• **WORK TO DO**: Lay out the listing below as a two-column CSV with the columns "input" and "output" and one row per item. Put each item's text and its answer in one quoted field each, with line breaks replaced by spaces.

-*-*-

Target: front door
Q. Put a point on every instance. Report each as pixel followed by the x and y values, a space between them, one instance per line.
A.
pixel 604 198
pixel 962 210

-*-*-

• **WRITTEN ANSWER**:
input,output
"Target: front door Q. Put a point on every instance. Report each as pixel followed by the x and y values, a space between them, one instance per line. A.","pixel 604 198 pixel 962 210"